◆ TASK GOAL
Copy the data word for word, from its beginning through the line that contains "point(898, 218)", and leave out the picture.
— start of RECORDS FOR PROCESSING —
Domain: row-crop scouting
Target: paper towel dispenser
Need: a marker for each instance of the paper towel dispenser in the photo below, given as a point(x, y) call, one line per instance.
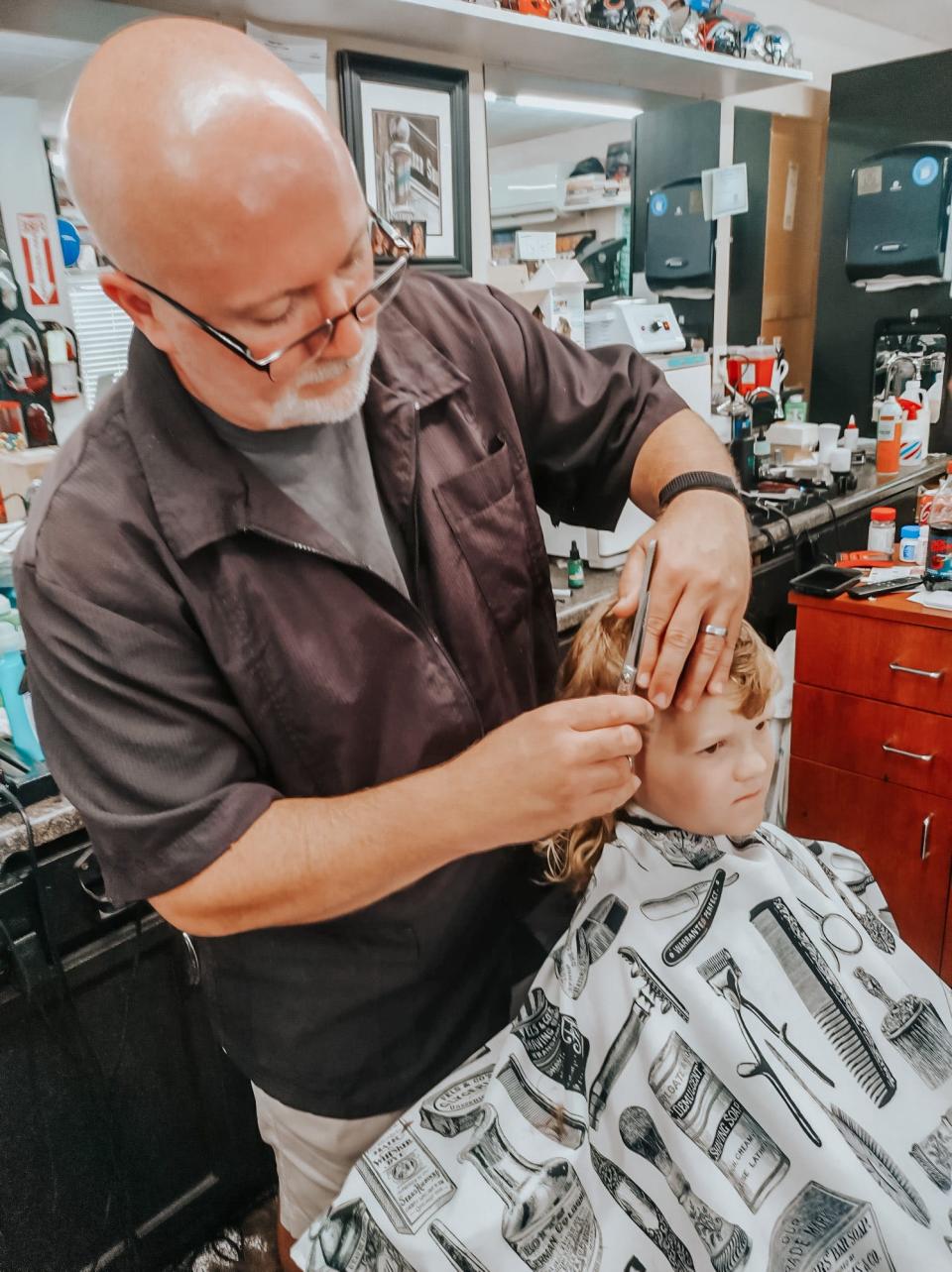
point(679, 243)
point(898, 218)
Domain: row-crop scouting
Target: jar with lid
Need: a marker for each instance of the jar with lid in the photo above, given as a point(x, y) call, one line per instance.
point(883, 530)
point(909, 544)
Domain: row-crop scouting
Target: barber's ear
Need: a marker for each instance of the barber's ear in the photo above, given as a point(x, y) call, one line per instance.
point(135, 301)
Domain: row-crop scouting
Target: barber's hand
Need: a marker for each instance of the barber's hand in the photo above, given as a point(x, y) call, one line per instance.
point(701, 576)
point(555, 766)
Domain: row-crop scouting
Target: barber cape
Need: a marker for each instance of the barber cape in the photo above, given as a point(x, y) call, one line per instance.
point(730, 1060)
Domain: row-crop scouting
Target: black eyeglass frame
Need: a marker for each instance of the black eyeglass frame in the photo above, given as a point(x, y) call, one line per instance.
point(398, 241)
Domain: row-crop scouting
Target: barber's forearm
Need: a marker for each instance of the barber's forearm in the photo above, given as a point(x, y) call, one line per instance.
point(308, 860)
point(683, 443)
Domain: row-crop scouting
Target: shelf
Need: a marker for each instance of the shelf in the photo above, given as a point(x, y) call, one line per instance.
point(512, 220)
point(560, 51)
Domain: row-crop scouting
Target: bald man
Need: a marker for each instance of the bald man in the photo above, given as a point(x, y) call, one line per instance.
— end of RECORDS FOR PROCESSING —
◆ RESPONSE TO THE EXERCISE
Domain: row-crop scouting
Target: paper towel dispenser
Need: a marker for each instance of the paper towel dispenser in the photo below, given as a point(x, y) call, one line per instance.
point(679, 243)
point(898, 218)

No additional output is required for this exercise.